• _Texto fornecido_:
· · · · · · ·

No dia 8 de julho, a governadora em exercício do Distrito Federal (DF), Celina Leão, assinou o Decreto 47.423, que “institui o Programa Acolhe DF, destinado à busca ativa para acolhimento e reinserção social da pessoa com transtornos decorrentes do uso de álcool e outras drogas em situação de vulnerabilidade”.
Essa medida, na verdade, intensifica os processos de higienismo social e de manicomialização no DF. Para isso, precisamos ler nas entrelinhas, captando o que não está dito e o que está sendo mistificado, indo além das aparências do governo Ibaneis-Celina, que supostamente se diz preocupado com as pessoas com problemas associados ao consumo problemático de drogas no DF e em situação de vulnerabilidade.
Primeiramente, é necessário se indignar com o fato de tal programa ser colocado pelo governo Ibaneis-Celina de forma autoritária, por meio de um decreto que não se pautou, em nenhum momento, por uma construção participativa, democrática. Esse processo de cima para baixo, impositivo, não dialógico, já demonstra um problema de forma, isto é, na forma como o programa é pensado e posto para ser efetivado.
Mas o problema não se restringe à forma, sendo também de conteúdo.
Populismo manicomial
O que se busca institucionalizar concretamente é a captura, por vezes chamadas de “resgate”, da população em situação de rua e a sua consequente internação em instituições privadas e asilares-manicomiais, como as chamadas “Comunidades Terapêuticas” (CTs).
Por meio de um populismo manicomial, o governo Ibaneis-Celina busca fomentar a já abrangente e lucrativa indústria da loucura ou complexo industrial-manicomial, agora por meio de álcool e outras drogas e das CTs.
E o decreto vai além. Prestemos bastante atenção no parágrafo 4, do artigo 8: “A Secretaria de Estado de Saúde do Distrito Federal deve comunicar à Secretaria de Estado de Justiça e Cidadania do Distrito Federal, os casos confirmados ou suspeitos de pessoa com transtornos decorrentes do uso de álcool e outras drogas em situação de vulnerabilidade, para oferta de vagas nas comunidades terapêuticas conveniadas”.
Aqui então temos o cerne do Programa Acolhe DF: recolher pessoas e interná-las nas CTs, repassando ainda mais verbas públicas a tais instituições, que, no caso do DF, se dá justamente pela Secretaria de Justiça e Cidadania.

· · · · · · ·

• _Material fornecido_:
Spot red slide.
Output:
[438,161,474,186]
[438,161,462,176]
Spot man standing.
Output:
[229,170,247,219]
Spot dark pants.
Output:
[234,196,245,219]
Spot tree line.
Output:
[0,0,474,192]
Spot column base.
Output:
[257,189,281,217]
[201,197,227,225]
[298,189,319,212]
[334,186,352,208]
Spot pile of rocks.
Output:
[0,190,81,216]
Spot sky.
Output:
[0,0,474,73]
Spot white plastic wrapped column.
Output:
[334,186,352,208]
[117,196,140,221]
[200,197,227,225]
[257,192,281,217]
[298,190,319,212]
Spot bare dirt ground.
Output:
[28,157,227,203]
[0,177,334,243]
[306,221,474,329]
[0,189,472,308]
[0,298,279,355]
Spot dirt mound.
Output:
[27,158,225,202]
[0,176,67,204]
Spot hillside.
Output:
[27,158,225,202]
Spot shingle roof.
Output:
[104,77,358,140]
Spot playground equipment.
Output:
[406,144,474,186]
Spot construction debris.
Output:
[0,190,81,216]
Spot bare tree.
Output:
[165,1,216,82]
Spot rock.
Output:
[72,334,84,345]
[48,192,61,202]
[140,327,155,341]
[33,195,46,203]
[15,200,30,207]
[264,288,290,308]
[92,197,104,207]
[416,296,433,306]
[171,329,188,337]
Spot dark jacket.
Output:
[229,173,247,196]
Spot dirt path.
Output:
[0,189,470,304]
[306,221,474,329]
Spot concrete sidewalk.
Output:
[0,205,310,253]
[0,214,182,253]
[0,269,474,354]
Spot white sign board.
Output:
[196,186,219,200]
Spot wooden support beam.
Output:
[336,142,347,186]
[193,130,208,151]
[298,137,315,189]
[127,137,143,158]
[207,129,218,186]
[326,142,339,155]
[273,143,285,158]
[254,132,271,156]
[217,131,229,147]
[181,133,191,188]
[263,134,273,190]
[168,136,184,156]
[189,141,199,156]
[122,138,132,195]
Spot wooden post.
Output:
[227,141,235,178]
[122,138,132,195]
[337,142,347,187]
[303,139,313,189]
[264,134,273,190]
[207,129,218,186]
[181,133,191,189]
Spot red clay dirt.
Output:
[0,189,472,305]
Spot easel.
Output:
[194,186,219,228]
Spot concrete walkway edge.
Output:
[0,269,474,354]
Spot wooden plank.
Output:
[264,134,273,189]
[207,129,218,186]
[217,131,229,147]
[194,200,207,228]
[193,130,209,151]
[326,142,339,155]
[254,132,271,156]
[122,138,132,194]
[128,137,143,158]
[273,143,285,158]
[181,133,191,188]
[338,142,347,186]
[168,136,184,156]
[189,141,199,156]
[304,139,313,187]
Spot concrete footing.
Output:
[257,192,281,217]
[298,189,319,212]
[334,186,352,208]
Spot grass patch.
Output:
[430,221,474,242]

· · · · · · ·

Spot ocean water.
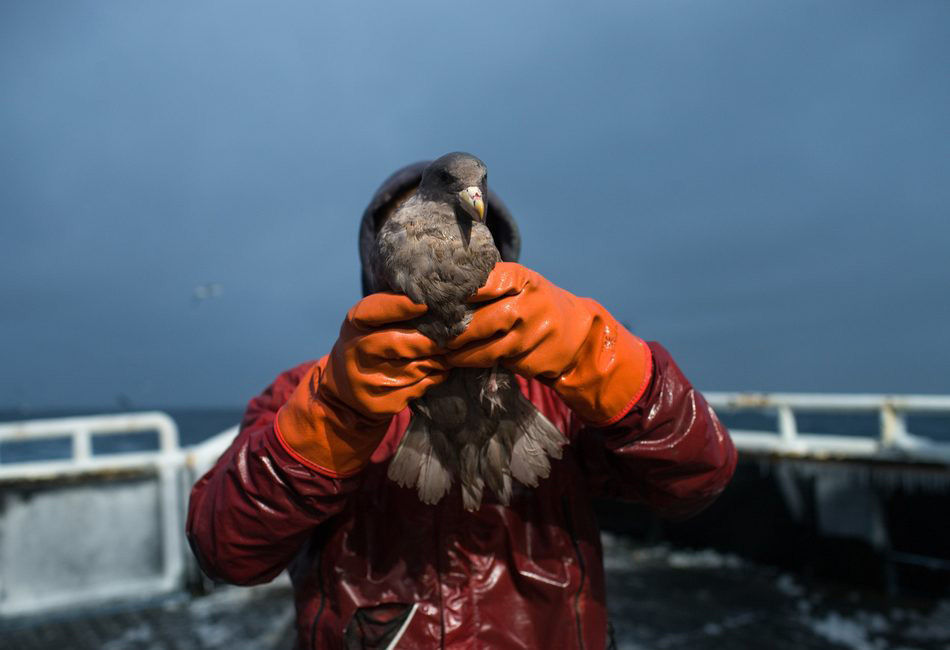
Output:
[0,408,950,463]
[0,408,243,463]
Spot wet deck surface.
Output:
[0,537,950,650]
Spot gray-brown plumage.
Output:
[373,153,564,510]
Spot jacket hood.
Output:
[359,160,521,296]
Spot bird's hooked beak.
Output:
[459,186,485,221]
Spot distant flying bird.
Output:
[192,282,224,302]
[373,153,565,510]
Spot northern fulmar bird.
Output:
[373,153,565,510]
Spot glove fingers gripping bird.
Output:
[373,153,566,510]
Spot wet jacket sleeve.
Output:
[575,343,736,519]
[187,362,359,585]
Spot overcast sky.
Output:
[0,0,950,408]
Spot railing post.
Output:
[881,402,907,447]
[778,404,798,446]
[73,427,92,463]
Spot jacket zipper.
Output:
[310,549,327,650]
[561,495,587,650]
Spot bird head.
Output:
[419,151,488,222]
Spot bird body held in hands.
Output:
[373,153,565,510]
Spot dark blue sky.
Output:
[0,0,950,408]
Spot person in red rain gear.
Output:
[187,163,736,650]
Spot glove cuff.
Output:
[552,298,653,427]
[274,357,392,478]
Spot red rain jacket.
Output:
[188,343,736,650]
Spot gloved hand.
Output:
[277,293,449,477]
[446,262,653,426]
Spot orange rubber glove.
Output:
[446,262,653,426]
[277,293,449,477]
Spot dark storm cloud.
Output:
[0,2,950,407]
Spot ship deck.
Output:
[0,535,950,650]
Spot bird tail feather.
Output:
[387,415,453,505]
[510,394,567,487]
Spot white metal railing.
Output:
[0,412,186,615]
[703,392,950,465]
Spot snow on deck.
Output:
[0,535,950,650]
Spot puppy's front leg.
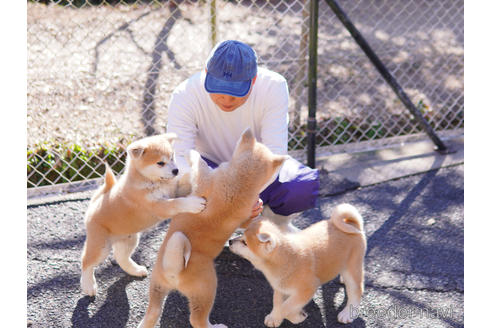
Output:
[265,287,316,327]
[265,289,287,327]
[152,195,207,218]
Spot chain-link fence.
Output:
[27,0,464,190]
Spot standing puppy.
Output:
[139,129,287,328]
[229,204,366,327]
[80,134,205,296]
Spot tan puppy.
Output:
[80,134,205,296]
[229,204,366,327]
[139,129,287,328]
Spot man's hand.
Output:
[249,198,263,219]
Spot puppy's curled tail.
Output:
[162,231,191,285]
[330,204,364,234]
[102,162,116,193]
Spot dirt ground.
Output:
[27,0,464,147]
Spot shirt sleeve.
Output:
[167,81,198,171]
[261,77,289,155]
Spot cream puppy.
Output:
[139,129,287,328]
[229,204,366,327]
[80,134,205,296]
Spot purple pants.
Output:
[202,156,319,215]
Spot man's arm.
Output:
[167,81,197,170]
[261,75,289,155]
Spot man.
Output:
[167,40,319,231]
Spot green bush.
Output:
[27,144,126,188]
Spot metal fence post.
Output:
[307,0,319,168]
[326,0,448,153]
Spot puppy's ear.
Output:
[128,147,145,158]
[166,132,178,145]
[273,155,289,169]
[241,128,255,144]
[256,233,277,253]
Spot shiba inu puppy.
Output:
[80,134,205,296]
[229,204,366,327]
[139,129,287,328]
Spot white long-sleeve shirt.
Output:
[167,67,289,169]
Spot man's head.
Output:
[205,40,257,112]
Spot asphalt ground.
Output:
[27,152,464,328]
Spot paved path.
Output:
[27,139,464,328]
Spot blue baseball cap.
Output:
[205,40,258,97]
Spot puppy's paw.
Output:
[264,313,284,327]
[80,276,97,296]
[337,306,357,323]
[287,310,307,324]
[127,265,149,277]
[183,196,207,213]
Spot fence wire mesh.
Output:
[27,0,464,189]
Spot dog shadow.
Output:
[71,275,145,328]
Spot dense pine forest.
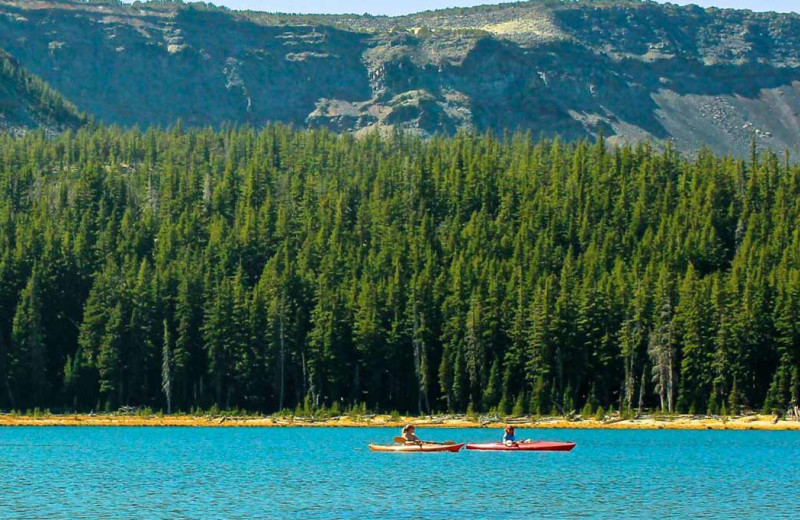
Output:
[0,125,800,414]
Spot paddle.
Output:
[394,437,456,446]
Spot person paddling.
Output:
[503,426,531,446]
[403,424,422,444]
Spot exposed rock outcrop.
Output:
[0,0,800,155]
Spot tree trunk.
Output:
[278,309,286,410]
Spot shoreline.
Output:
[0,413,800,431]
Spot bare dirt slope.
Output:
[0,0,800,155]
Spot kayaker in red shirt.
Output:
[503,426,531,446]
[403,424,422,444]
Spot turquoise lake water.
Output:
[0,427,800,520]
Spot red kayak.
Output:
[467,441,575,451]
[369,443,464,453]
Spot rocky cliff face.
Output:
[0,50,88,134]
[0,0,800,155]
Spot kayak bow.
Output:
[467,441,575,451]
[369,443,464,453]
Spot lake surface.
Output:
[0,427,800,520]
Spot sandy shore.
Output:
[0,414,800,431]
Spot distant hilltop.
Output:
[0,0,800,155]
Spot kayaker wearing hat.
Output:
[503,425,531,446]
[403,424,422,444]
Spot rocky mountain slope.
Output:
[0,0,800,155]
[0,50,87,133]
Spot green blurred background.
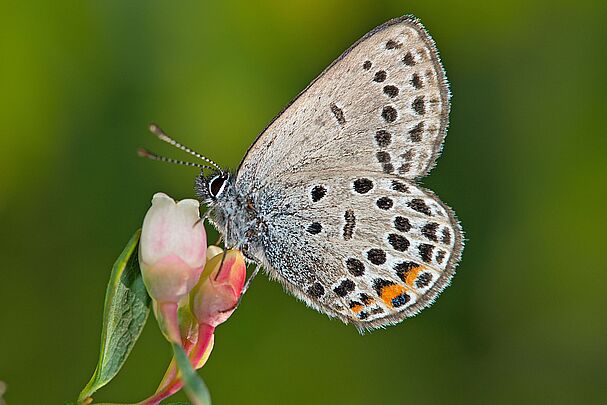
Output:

· · · · · · ·

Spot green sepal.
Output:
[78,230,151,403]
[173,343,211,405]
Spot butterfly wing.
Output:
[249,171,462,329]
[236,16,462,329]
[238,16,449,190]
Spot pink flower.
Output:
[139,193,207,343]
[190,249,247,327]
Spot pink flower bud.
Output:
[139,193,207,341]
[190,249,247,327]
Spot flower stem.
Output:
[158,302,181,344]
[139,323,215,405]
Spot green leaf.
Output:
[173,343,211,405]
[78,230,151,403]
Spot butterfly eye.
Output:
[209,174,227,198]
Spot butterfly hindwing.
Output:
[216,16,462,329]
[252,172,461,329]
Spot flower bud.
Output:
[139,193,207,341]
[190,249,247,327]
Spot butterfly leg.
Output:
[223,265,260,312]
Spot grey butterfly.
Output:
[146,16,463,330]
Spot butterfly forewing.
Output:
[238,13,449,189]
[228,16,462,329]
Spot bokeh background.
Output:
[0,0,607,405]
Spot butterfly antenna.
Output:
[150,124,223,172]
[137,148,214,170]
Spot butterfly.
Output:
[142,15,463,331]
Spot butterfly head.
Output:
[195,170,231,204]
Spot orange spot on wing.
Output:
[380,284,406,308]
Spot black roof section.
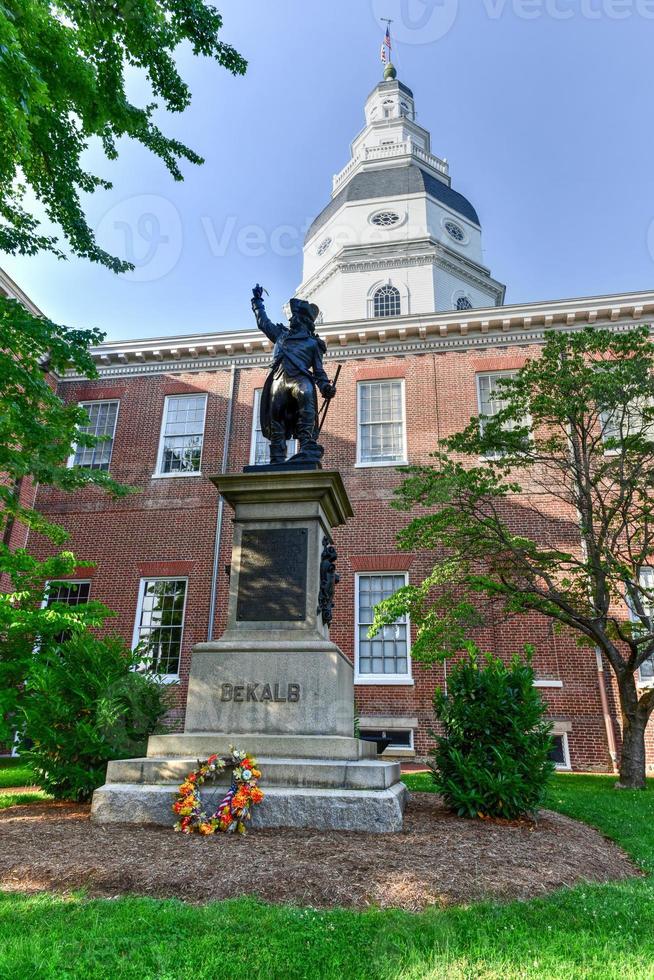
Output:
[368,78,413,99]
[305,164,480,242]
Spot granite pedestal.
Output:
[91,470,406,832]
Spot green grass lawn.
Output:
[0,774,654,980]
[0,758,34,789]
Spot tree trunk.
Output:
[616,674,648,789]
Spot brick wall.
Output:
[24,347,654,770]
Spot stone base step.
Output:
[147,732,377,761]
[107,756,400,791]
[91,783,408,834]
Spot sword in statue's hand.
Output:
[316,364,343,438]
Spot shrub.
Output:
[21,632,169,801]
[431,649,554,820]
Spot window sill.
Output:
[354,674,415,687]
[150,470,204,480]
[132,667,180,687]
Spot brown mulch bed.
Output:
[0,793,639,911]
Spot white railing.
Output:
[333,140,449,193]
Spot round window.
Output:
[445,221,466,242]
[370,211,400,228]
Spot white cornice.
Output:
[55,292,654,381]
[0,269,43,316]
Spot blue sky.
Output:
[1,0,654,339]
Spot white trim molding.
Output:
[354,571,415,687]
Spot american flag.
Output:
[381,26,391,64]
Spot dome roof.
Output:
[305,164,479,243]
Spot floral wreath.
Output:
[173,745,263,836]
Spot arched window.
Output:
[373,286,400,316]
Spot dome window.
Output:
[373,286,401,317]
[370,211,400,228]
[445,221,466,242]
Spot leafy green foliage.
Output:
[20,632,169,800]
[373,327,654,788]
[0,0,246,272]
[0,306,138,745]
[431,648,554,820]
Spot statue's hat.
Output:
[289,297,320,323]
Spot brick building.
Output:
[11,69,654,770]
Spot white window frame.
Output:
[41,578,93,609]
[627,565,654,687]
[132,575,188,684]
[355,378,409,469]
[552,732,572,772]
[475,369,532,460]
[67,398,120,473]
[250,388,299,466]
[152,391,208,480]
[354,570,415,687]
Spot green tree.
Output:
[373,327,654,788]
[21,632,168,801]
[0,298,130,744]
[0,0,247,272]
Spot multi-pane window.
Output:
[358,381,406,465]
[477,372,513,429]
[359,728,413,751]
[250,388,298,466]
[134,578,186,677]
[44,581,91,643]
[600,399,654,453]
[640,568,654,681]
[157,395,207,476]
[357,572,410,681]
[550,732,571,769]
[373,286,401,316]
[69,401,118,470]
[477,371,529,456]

· · · · · · ·

• _Instrução escrita_: Atualize o trecho do texto sobre o Programa Acolhe DF entre “Aqui então temos” e “Justiça e Cidadania.”, inclusive, pondo “recursos públicos” no lugar de “verbas públicas”, e transcreva-o assim.

• _Exercício resolvido_:
Aqui então temos o cerne do Programa Acolhe DF: recolher pessoas e interná-las nas CTs, repassando ainda mais recursos públicos a tais instituições, que, no caso do DF, se dá justamente pela Secretaria de Justiça e Cidadania.